══ Records supplied

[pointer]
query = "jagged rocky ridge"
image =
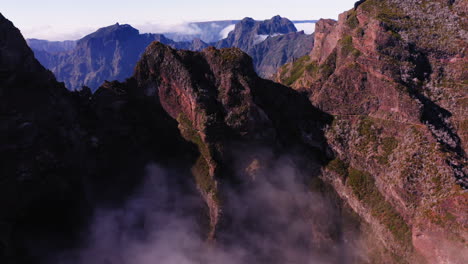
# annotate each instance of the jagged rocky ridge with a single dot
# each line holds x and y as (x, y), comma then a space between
(391, 73)
(271, 43)
(111, 53)
(67, 154)
(390, 163)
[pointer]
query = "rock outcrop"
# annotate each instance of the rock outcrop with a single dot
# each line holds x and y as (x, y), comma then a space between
(62, 155)
(110, 53)
(391, 74)
(271, 43)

════

### Given instruction
Pull out every line of the items above that contains the word "each".

### Response to the task
# annotate each instance of the jagged rocky ridge with a single dot
# each line holds x and y as (x, y), comma then a space between
# annotate each instance of the rock outcrop with a single dot
# each line holds x and y as (x, y), comma then a space between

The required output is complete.